- [TASK DESCRIPTION]:
Look through the records below, and whenever a line contains "house", copy it.

*** Opening of INFORMATION ***

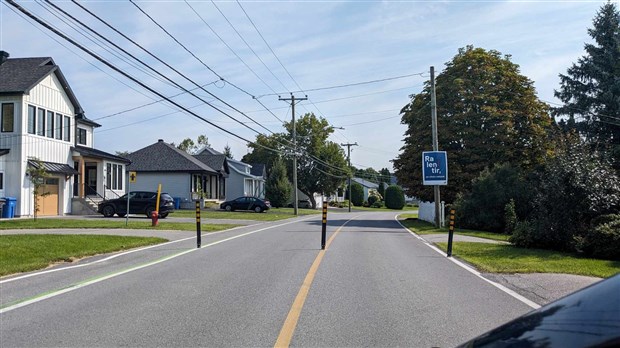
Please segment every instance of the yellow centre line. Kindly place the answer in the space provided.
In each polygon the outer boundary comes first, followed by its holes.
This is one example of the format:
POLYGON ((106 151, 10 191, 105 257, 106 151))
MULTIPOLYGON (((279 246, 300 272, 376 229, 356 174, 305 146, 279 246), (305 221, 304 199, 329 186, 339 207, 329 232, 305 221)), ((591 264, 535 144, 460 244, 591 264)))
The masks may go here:
MULTIPOLYGON (((356 216, 357 217, 357 216, 356 216)), ((304 307, 304 303, 306 302, 306 298, 308 297, 308 292, 310 291, 310 286, 312 285, 312 281, 314 280, 314 276, 316 275, 317 270, 319 269, 319 265, 321 264, 321 260, 323 260, 323 256, 325 256, 325 252, 329 249, 329 246, 332 244, 336 235, 340 232, 340 230, 347 224, 349 221, 355 219, 356 217, 347 220, 342 226, 340 226, 334 234, 329 238, 327 243, 325 244, 325 250, 319 251, 319 254, 314 259, 304 282, 301 284, 301 288, 297 293, 297 297, 295 297, 295 301, 293 301, 293 306, 291 306, 291 310, 288 312, 286 316, 286 320, 284 321, 284 325, 282 325, 282 329, 280 330, 280 334, 278 335, 278 339, 276 340, 276 344, 274 347, 288 347, 291 344, 291 339, 293 338, 293 333, 295 333, 295 328, 297 327, 297 321, 299 321, 299 316, 301 315, 301 310, 304 307)))

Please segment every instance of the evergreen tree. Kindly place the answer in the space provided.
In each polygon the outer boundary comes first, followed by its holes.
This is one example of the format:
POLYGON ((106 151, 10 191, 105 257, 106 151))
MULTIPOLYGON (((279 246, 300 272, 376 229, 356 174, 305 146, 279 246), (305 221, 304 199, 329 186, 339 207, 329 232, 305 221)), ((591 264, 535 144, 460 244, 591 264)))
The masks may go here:
POLYGON ((230 146, 228 146, 228 144, 224 146, 224 155, 226 155, 227 158, 234 159, 232 150, 230 149, 230 146))
POLYGON ((577 129, 588 141, 620 145, 620 13, 607 2, 596 14, 588 34, 586 54, 560 74, 561 87, 555 96, 564 106, 555 115, 567 115, 566 129, 577 129))
POLYGON ((293 187, 286 175, 286 166, 281 158, 271 165, 271 173, 265 183, 266 196, 273 207, 284 207, 291 198, 293 187))

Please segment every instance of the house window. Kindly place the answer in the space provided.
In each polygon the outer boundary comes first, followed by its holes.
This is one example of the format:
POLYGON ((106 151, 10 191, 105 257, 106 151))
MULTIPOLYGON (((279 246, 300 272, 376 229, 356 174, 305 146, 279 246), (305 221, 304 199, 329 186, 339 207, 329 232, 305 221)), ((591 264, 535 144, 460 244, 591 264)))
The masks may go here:
POLYGON ((122 190, 123 189, 123 165, 121 164, 116 165, 116 181, 118 181, 118 184, 116 185, 116 187, 118 187, 119 190, 122 190))
POLYGON ((0 172, 0 190, 4 190, 4 173, 0 172))
POLYGON ((15 126, 15 105, 13 103, 2 104, 2 131, 12 132, 15 126))
POLYGON ((77 129, 77 142, 80 145, 86 145, 86 129, 78 128, 77 129))
POLYGON ((69 116, 65 116, 65 130, 63 132, 63 134, 65 135, 64 140, 65 141, 71 141, 71 119, 69 118, 69 116))
POLYGON ((54 113, 52 111, 47 112, 47 137, 54 137, 54 113))
POLYGON ((62 115, 56 114, 56 139, 62 140, 62 115))
POLYGON ((106 178, 105 178, 105 186, 107 189, 112 188, 112 164, 108 163, 106 166, 106 178))
POLYGON ((28 133, 36 134, 37 133, 37 108, 28 105, 28 133))
POLYGON ((37 109, 37 135, 45 136, 45 110, 37 109))
POLYGON ((106 177, 106 187, 112 190, 123 189, 123 165, 111 164, 106 165, 108 175, 106 177))

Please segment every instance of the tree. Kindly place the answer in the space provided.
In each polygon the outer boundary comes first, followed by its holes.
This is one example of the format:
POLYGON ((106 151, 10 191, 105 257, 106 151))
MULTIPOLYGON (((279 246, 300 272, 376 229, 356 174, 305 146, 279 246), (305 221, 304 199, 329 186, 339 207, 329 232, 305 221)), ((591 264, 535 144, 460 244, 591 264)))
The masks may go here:
POLYGON ((377 188, 377 192, 381 195, 381 197, 385 197, 385 183, 380 182, 379 187, 377 188))
POLYGON ((43 192, 45 186, 45 178, 49 177, 49 174, 45 170, 43 162, 36 157, 29 158, 32 165, 29 165, 26 169, 26 175, 32 184, 32 196, 34 198, 34 219, 37 219, 37 215, 41 207, 39 207, 39 198, 49 195, 49 192, 43 192))
MULTIPOLYGON (((485 167, 508 162, 533 168, 553 150, 555 124, 519 66, 498 51, 467 46, 436 79, 439 149, 448 152, 450 182, 442 200, 453 202, 485 167)), ((394 169, 409 196, 433 199, 422 186, 422 151, 432 149, 430 83, 401 110, 405 145, 394 169)))
MULTIPOLYGON (((272 163, 278 153, 292 156, 292 122, 285 122, 284 127, 287 133, 258 135, 255 144, 248 144, 252 152, 243 156, 243 161, 272 163)), ((298 156, 297 188, 309 197, 312 208, 316 208, 314 193, 336 192, 348 174, 344 150, 337 143, 327 139, 334 129, 324 118, 317 118, 312 113, 305 114, 295 123, 295 128, 298 156)), ((292 162, 289 160, 286 163, 291 181, 292 162)))
POLYGON ((560 74, 560 90, 555 96, 564 102, 554 114, 569 117, 568 129, 577 129, 592 143, 607 148, 620 160, 620 13, 607 2, 597 12, 588 34, 586 54, 560 74))
POLYGON ((265 183, 266 196, 271 205, 279 208, 285 206, 291 198, 293 187, 286 175, 286 166, 281 158, 271 164, 271 174, 265 183))
POLYGON ((381 168, 381 170, 379 171, 379 181, 387 183, 387 184, 391 184, 392 182, 392 173, 390 173, 390 170, 387 168, 381 168))
POLYGON ((351 183, 351 203, 356 207, 364 205, 364 188, 356 182, 351 183))
MULTIPOLYGON (((174 145, 174 143, 172 143, 172 145, 174 145)), ((190 155, 194 155, 199 149, 205 146, 207 147, 211 146, 209 144, 209 139, 207 138, 206 135, 199 135, 198 138, 196 139, 196 142, 194 142, 191 138, 183 139, 183 141, 181 141, 181 143, 177 145, 177 149, 183 150, 189 153, 190 155)))
POLYGON ((224 155, 226 155, 227 158, 234 159, 232 150, 230 149, 230 146, 228 146, 228 144, 224 146, 224 155))
POLYGON ((389 209, 403 209, 405 194, 400 186, 390 185, 385 189, 385 206, 389 209))
POLYGON ((116 155, 120 157, 127 157, 129 154, 131 154, 130 151, 116 151, 116 155))

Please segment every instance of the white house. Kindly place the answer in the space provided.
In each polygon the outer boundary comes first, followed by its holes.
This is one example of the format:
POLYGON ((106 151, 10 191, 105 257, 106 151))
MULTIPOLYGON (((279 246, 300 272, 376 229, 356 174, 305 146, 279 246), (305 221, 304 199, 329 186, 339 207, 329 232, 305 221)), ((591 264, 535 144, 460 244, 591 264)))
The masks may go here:
POLYGON ((100 125, 86 118, 52 58, 0 51, 0 105, 0 197, 17 199, 16 216, 34 214, 33 158, 49 174, 38 215, 92 213, 89 199, 124 193, 129 161, 93 147, 100 125))
MULTIPOLYGON (((221 155, 210 147, 200 151, 201 155, 221 155)), ((265 167, 256 166, 258 170, 252 170, 252 165, 227 159, 230 175, 226 179, 226 199, 235 199, 242 196, 254 196, 265 198, 265 167)))

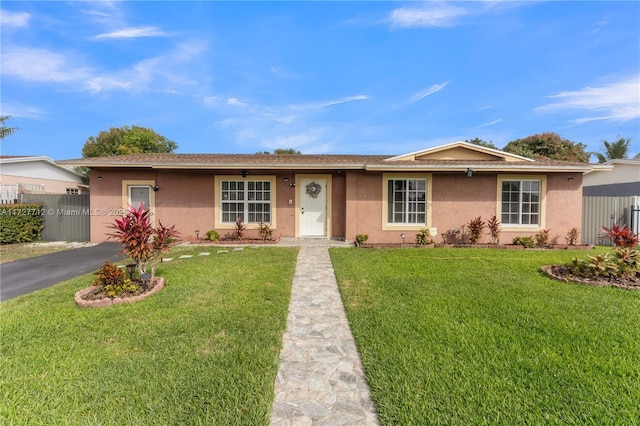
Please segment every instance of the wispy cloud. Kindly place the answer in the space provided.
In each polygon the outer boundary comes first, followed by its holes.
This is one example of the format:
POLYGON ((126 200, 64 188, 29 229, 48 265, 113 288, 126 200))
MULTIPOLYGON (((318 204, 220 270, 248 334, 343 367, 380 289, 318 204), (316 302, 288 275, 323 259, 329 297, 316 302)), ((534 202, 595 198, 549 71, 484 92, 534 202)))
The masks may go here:
POLYGON ((99 70, 85 65, 83 58, 70 52, 9 47, 3 51, 1 73, 5 77, 36 83, 65 84, 75 91, 93 93, 109 90, 171 91, 196 86, 200 78, 190 64, 207 49, 197 40, 185 41, 165 55, 143 59, 129 68, 99 70))
POLYGON ((392 28, 448 27, 468 14, 465 7, 441 2, 429 2, 421 8, 401 7, 391 12, 389 22, 392 28))
POLYGON ((595 34, 597 32, 599 32, 602 28, 606 27, 607 25, 609 25, 609 20, 612 18, 612 15, 607 15, 604 16, 602 19, 600 19, 598 22, 596 22, 594 24, 594 28, 591 31, 591 34, 595 34))
POLYGON ((386 19, 391 28, 442 28, 460 25, 467 16, 526 7, 532 2, 519 1, 425 1, 419 7, 394 9, 386 19))
POLYGON ((239 107, 245 107, 249 104, 247 104, 246 102, 242 102, 240 99, 238 98, 229 98, 227 99, 227 105, 233 105, 233 106, 239 106, 239 107))
POLYGON ((535 111, 554 113, 586 110, 597 113, 597 115, 570 120, 577 124, 598 120, 625 122, 638 119, 640 118, 640 74, 605 86, 560 92, 549 98, 558 101, 537 107, 535 111))
POLYGON ((74 82, 90 72, 71 56, 46 49, 9 47, 3 52, 2 75, 32 82, 74 82))
MULTIPOLYGON (((331 115, 337 105, 370 99, 367 95, 353 95, 336 99, 264 105, 239 97, 214 95, 202 98, 220 119, 215 124, 230 132, 240 146, 255 150, 294 148, 306 154, 326 153, 335 149, 336 140, 346 134, 350 123, 343 123, 334 115, 331 125, 320 125, 317 116, 331 115)), ((331 119, 330 119, 331 120, 331 119)))
POLYGON ((332 99, 332 100, 328 100, 328 101, 313 102, 313 103, 309 103, 309 104, 292 105, 290 108, 293 109, 293 110, 303 110, 303 111, 304 110, 313 110, 313 109, 322 109, 322 108, 327 108, 327 107, 331 107, 331 106, 335 106, 335 105, 345 104, 347 102, 366 101, 367 99, 369 99, 369 96, 366 96, 366 95, 347 96, 347 97, 344 97, 344 98, 332 99))
POLYGON ((442 84, 434 84, 431 87, 428 87, 418 93, 414 93, 413 95, 411 95, 411 97, 407 100, 408 104, 413 104, 416 102, 419 102, 421 100, 423 100, 424 98, 426 98, 429 95, 433 95, 434 93, 438 93, 439 91, 441 91, 442 89, 444 89, 447 84, 449 84, 448 81, 445 81, 442 84))
POLYGON ((45 113, 38 107, 3 102, 0 105, 0 115, 39 120, 45 116, 45 113))
POLYGON ((0 10, 0 24, 3 27, 24 28, 29 25, 29 19, 31 19, 31 15, 27 12, 0 10))
POLYGON ((480 124, 479 126, 476 126, 476 128, 493 126, 494 124, 498 124, 501 121, 502 121, 502 118, 498 118, 498 119, 490 121, 488 123, 480 124))
POLYGON ((104 34, 99 34, 95 36, 94 39, 107 40, 120 38, 164 37, 166 35, 168 34, 158 29, 158 27, 129 27, 104 34))

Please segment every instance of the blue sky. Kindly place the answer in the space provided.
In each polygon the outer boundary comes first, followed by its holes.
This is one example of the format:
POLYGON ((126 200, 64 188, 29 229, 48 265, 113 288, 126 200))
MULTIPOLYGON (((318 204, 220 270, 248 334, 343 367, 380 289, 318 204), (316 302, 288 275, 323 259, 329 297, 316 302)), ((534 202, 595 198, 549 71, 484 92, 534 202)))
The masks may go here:
POLYGON ((640 2, 2 1, 3 155, 403 154, 553 131, 640 152, 640 2))

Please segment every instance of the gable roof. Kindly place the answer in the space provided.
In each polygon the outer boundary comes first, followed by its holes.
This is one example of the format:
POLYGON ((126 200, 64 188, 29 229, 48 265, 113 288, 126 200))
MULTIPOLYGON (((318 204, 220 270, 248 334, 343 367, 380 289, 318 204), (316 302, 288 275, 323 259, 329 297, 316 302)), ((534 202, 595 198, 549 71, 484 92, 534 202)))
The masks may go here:
MULTIPOLYGON (((53 170, 57 170, 60 173, 68 175, 72 180, 78 180, 79 182, 82 180, 82 174, 71 169, 70 168, 71 165, 58 164, 55 161, 53 161, 51 158, 44 155, 33 155, 33 156, 0 155, 0 165, 25 164, 25 166, 27 166, 28 163, 44 163, 47 167, 50 167, 53 170)), ((19 167, 19 166, 16 166, 16 167, 19 167)), ((2 170, 0 170, 0 173, 2 173, 2 170)))
POLYGON ((92 168, 152 169, 352 169, 376 171, 520 171, 589 172, 593 165, 554 160, 533 160, 467 142, 399 156, 338 154, 173 154, 147 153, 91 157, 59 164, 92 168))
POLYGON ((409 154, 387 158, 386 161, 424 161, 424 160, 487 160, 487 161, 535 161, 497 149, 457 141, 446 145, 427 148, 409 154))

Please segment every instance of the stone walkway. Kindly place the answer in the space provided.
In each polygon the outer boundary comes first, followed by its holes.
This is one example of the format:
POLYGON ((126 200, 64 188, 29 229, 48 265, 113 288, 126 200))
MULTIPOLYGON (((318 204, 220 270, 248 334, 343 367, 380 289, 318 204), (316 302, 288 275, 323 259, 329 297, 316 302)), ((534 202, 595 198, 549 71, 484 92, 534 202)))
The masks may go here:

*** Close of INFORMATION ***

- [EXERCISE ANSWER]:
Please segment every instance of the house window. Kindly place the answer in the space provided.
Please segment every instance of the white house. Kindly place the answer in the space provided.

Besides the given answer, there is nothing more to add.